[Work to complete] Turn the material from the line containing "Where can you see the brown" through the line containing "column 309, row 181" into a numbered list with no blank lines, and include only those lines.

[Information shown]
——

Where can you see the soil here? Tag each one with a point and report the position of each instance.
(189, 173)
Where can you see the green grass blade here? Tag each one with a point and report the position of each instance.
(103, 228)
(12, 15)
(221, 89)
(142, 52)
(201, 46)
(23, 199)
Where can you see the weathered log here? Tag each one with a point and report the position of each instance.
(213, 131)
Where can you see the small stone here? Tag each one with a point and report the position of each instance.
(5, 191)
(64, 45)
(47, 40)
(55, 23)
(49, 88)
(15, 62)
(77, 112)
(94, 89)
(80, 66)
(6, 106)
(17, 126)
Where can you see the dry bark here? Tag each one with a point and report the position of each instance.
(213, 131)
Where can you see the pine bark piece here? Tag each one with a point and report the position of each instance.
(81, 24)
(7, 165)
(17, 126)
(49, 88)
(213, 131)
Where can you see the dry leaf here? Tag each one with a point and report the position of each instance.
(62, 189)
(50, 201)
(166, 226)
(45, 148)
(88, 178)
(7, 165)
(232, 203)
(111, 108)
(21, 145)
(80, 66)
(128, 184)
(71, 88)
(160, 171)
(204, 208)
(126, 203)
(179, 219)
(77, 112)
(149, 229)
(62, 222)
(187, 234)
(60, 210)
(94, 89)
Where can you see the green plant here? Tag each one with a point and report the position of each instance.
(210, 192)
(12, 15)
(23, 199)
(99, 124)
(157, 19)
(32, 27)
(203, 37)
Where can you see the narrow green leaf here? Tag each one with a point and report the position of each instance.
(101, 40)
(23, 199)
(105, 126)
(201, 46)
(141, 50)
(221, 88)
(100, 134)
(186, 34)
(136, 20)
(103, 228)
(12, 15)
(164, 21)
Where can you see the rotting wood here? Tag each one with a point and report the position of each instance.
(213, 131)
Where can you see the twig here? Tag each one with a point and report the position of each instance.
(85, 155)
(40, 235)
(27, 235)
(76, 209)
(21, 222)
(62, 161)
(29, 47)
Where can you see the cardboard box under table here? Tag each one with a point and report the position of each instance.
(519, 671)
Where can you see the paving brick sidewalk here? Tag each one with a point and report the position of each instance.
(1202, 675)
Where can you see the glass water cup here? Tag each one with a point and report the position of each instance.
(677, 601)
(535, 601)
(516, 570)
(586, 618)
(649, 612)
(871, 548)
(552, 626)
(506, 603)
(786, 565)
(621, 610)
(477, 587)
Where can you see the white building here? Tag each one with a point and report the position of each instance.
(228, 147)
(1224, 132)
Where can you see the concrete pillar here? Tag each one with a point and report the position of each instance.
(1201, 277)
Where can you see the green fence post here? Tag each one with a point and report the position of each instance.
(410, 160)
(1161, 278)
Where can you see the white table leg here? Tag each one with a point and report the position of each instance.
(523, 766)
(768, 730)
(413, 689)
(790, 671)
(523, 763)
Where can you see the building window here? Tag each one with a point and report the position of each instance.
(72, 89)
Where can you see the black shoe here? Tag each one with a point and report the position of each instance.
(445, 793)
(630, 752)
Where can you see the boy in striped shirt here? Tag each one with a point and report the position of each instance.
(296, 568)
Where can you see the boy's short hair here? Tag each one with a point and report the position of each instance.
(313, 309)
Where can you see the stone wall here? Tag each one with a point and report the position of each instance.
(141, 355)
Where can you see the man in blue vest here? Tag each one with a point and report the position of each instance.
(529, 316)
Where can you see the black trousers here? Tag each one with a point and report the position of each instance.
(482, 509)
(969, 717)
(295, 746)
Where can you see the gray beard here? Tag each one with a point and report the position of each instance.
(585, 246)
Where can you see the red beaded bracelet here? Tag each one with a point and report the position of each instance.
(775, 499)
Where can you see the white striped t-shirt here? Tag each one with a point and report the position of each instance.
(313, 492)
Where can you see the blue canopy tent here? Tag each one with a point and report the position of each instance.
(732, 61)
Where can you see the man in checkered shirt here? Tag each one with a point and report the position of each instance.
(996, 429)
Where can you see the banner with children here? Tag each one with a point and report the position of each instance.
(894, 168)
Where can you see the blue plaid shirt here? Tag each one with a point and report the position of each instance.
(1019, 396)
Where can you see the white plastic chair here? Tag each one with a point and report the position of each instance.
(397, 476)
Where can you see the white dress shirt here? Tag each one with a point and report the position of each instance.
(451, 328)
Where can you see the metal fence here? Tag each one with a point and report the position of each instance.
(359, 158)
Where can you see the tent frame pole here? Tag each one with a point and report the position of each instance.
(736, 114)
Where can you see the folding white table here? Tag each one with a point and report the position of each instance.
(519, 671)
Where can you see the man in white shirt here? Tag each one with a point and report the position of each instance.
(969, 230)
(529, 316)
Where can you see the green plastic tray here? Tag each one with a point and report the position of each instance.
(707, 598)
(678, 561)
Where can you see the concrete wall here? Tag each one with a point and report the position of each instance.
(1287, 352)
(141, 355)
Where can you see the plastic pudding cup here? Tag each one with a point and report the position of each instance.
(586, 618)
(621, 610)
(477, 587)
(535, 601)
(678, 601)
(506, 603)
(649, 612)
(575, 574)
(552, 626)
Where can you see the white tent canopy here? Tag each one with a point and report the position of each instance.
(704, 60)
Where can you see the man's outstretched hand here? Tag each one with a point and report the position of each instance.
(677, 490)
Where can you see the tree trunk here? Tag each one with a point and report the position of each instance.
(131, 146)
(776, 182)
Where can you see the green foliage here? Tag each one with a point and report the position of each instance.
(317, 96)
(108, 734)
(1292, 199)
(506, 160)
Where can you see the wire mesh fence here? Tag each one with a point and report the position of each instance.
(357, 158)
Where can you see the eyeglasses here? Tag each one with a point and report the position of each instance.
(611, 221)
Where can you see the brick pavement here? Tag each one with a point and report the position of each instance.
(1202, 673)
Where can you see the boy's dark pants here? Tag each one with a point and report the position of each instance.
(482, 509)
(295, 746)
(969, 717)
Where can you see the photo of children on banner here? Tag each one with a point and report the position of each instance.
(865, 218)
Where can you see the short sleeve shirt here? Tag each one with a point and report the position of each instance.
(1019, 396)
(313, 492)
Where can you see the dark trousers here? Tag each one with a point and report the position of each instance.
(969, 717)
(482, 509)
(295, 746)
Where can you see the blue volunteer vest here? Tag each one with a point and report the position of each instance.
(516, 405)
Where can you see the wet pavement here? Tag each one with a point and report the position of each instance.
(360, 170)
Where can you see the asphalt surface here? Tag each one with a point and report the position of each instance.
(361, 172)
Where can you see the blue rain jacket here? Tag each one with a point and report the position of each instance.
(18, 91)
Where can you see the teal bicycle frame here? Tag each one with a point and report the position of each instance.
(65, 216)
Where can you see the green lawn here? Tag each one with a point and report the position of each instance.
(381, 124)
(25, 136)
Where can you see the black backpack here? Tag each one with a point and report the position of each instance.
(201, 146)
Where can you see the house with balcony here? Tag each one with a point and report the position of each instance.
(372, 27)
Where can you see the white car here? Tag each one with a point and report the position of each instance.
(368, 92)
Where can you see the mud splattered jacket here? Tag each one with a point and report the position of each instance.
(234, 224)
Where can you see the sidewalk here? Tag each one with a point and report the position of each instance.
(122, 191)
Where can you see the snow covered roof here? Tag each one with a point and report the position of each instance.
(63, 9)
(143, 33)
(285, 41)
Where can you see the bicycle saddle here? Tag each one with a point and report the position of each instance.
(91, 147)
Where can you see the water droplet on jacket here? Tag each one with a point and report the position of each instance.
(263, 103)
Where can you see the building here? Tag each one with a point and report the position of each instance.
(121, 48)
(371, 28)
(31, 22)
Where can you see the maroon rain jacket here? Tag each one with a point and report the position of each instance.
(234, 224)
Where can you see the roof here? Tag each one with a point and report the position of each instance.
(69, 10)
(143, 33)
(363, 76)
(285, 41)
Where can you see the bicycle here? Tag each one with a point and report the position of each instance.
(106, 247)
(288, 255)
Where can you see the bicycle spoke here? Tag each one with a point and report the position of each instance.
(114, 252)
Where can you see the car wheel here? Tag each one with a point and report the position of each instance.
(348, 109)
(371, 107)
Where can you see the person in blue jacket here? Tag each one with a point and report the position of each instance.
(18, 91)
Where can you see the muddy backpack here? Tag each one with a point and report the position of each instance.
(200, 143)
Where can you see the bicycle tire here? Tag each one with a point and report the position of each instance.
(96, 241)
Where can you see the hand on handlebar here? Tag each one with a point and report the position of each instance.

——

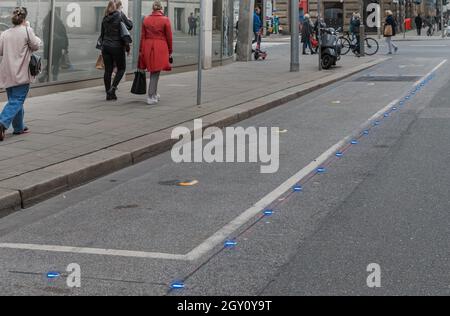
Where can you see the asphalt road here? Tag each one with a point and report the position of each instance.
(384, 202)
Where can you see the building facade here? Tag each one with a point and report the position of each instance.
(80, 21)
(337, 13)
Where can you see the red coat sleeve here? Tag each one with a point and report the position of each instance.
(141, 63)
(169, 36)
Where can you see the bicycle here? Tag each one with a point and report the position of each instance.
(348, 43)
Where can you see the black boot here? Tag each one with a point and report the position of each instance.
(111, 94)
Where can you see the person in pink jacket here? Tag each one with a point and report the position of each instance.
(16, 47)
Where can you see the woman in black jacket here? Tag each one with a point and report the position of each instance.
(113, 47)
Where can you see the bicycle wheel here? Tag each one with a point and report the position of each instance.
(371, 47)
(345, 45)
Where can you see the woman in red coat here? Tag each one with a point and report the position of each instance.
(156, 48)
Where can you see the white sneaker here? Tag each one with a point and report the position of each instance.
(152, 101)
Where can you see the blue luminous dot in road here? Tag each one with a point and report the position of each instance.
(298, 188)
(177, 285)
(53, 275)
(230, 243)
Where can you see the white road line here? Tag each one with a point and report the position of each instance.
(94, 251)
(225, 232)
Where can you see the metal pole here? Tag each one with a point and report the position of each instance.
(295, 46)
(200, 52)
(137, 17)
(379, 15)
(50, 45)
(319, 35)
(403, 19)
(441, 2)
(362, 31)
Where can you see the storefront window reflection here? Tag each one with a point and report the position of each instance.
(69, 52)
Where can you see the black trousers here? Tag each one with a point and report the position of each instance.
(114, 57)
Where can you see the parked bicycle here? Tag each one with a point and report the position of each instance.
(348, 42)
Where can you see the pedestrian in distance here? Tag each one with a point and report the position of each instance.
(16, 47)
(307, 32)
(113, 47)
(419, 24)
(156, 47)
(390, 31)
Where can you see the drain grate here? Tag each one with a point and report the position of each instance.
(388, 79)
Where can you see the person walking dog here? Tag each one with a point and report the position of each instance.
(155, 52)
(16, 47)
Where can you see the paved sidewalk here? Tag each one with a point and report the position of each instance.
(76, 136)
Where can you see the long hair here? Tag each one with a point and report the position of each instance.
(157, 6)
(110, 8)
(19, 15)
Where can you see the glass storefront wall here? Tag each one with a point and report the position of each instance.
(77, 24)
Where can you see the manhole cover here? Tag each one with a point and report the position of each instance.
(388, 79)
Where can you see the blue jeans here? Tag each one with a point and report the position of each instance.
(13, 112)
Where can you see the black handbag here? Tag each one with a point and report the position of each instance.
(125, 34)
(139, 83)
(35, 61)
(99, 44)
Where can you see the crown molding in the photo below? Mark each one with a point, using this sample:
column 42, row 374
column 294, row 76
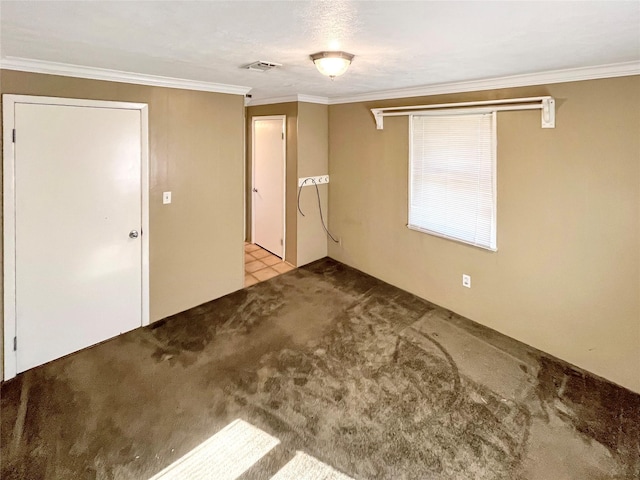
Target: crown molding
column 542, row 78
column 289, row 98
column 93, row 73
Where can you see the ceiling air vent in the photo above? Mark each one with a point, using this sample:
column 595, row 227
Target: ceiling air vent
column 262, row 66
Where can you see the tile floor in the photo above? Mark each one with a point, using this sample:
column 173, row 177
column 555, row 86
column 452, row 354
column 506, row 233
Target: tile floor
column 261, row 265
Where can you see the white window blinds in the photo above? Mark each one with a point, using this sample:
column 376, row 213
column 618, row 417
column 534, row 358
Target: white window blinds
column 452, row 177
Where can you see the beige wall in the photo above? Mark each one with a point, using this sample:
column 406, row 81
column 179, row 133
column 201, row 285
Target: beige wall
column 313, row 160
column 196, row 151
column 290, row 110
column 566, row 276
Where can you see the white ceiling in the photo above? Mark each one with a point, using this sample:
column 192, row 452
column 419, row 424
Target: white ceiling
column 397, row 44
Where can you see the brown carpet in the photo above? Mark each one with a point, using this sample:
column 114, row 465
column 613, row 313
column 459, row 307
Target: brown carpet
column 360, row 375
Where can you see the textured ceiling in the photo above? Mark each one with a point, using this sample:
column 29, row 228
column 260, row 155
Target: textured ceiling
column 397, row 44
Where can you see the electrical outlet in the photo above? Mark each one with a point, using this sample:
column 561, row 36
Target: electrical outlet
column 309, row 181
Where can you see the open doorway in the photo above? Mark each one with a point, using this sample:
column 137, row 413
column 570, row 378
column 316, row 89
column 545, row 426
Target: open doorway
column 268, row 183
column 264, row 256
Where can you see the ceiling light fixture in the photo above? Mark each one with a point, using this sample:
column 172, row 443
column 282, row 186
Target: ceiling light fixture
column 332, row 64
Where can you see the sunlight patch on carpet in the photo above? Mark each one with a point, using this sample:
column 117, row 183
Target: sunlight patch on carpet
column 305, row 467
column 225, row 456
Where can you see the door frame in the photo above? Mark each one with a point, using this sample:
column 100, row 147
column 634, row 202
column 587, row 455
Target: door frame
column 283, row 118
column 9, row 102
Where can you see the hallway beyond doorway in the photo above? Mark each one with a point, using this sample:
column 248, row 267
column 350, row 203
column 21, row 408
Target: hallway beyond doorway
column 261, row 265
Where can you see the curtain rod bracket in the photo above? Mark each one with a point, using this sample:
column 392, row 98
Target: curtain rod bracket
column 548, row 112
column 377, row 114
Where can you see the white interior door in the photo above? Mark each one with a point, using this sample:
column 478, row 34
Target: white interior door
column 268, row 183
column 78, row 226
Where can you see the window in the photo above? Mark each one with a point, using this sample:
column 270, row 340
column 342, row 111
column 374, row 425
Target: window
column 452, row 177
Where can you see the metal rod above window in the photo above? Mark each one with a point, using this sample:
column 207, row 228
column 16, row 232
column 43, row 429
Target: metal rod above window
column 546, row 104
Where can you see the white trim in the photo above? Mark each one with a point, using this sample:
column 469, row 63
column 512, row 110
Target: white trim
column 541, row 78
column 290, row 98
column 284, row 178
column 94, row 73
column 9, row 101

——

[Answer below]
1. Where can you see the brown carpet in the photo above? Mark each one with a point, using this sample:
2. column 114, row 465
3. column 613, row 313
4. column 459, row 307
5. Target: brown carpet
6. column 360, row 375
7. Where can you see the textured ceiling in the photo above? Mark each one with a point, using this sample:
8. column 29, row 228
9. column 260, row 155
10. Target: textured ceiling
11. column 397, row 44
12. Where can you see the electrical outlet in the photo above? Mark each one with a point, using this sample:
13. column 561, row 36
14. Target: electrical outlet
15. column 309, row 181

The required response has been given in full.